Oleh : Asmiati Keliata, SH
(Alumni Program Studi Hukum Keluarga (Ahwal Al-Syakhshiyah STAI Seram Timur Kampus Bula)
“Apakah partai politik dan masyarakat kita bisa eksis jika politik itu di laksanakan tanpa uang. Terutama partai politik dimana pandangan eksis politik tanpa uang hanya menjadi alat bagi pemilik modal besar sementara politik sendiri sebagai sarana untuk memperjuangkan hak-hak rakyat yang mestinya di bawah ke jalur politik yang benar tanpa uang.”
Bula,SBT – Sebagai warga Negara Indonesia melalui pengamatan yang selama ini kita temukan bersama bahwa sistem demokrasi kita saat ini sedikit mengalami kemunduran dan lebih fatal lagi yaitu politik kita sebagiannya berubah menjadi demokrasi kriminal. Perlu diketahui bahwa demokrasi yang sungguh bagus itu pada saat awalnya reformasi namun setelah demokrasi kita berubah menjadi demokrasi prosedural dan saat ini yang kita temukan adalah demokrasi yang sering terjadi kriminal.
Sebab hal yang mendasar yang membuat itu terjadi ketika terjadi politik uang atau money politik disetiap kontestasi politik dari mulai ranah paling bawah sampai kepala pemilihan presiden. Dari politik uang inilah lemah politik bagsa ini mulai dari tingkat bawah hingga tingkat atas sehingga akan berdampak pada masyarakat kita sendiri padahal kita semua inginkan agar system seleksi Leadership atau kepemimpinan yang harus unggul untuk memberikan pandangan politik dalam pemerintahan yang bersih dan sehat dari poltik uang.

━━━━

PERINTAH A: Bisakah Anda menyajikan baris-baris catatan di bawah sebagai daftar JSON berisi string, satu string untuk setiap baris dan tanpa baris kosong? Ambil hanya bagian dari baris yang memuat "of the clear" sampai baris yang memuat "pixel 510 137", termasuk kedua baris itu.

━━━━

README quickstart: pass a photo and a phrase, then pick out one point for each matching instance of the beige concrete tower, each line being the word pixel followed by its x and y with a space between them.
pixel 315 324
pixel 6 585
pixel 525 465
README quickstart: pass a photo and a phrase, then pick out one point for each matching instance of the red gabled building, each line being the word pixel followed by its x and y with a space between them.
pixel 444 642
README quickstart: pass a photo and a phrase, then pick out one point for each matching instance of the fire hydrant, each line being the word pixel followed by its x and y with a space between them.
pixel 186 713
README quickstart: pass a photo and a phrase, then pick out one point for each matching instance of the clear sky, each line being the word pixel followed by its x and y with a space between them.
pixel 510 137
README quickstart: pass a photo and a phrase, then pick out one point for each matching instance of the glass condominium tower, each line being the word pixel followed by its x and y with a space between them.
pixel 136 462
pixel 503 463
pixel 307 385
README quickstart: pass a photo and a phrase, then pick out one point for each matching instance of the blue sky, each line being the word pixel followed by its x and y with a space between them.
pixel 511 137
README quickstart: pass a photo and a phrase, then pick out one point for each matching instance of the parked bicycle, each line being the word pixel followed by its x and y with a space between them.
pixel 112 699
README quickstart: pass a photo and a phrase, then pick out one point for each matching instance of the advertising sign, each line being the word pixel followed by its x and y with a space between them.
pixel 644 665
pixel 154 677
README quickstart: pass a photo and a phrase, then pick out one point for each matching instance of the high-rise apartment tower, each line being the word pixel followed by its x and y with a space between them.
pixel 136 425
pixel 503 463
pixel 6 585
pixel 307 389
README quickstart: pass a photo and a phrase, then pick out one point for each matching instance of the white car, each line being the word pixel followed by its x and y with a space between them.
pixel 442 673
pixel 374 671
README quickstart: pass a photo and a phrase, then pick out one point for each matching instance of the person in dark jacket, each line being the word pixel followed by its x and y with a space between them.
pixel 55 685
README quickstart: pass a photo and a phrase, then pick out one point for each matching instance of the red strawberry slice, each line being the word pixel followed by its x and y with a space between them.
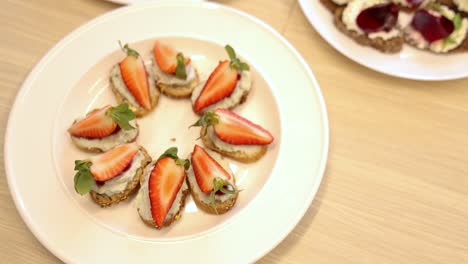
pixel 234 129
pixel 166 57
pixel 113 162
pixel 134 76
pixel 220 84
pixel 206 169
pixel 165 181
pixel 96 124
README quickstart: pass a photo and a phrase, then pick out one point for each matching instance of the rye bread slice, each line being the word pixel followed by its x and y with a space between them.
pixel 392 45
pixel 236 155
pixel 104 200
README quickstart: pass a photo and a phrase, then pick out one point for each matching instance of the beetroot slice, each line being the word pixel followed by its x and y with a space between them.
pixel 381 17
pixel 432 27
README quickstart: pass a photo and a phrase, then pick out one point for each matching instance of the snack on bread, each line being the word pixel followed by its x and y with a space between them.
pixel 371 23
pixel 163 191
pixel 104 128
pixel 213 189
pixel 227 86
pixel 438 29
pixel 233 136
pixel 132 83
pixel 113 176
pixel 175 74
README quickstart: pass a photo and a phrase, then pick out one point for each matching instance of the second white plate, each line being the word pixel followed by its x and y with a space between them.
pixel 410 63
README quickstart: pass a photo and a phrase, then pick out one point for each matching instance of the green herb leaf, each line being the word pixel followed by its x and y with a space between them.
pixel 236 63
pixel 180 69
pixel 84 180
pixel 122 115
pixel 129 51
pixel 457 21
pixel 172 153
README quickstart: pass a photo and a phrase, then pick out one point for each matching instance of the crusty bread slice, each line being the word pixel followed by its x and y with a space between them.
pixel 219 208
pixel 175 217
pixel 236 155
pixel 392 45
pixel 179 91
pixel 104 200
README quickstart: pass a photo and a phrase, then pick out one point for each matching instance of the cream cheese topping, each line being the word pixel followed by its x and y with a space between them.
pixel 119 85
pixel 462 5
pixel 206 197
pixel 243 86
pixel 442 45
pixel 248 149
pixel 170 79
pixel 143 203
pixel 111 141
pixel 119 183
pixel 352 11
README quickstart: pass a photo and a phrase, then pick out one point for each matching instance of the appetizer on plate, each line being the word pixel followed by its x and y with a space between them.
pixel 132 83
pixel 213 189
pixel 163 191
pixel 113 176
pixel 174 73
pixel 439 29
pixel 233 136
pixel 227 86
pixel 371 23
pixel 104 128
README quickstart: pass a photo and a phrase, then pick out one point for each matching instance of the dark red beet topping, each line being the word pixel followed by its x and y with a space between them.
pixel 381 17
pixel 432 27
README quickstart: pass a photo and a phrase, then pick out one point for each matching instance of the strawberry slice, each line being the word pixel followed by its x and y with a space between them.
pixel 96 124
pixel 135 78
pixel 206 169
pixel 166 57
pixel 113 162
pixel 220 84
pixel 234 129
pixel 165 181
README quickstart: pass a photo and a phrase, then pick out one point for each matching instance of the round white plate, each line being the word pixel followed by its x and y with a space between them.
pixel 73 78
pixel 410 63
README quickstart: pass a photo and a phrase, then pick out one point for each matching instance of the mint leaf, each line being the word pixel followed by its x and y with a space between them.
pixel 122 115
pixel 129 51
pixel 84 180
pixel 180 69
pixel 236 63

━━━━

PERINTAH B: Menurut teks pilihan, apa penyebab mendasar demokrasi kita sekarang sering diwarnai tindak kriminal?

HASIL YANG BENAR A:
[
  "README quickstart: pass a photo and a phrase, then pick out one point for each matching instance of the clear sky, each line being the word pixel followed by its x and y with a space between them.",
  "pixel 510 137"
]

HASIL YANG BENAR B: Penyebab mendasarnya adalah politik uang (money politik) yang terjadi di setiap kontestasi politik, dari ranah paling bawah sampai pemilihan presiden. Politik uang itu melemahkan politik bangsa dari tingkat bawah hingga tingkat atas, dan dampaknya menimpa masyarakat sendiri.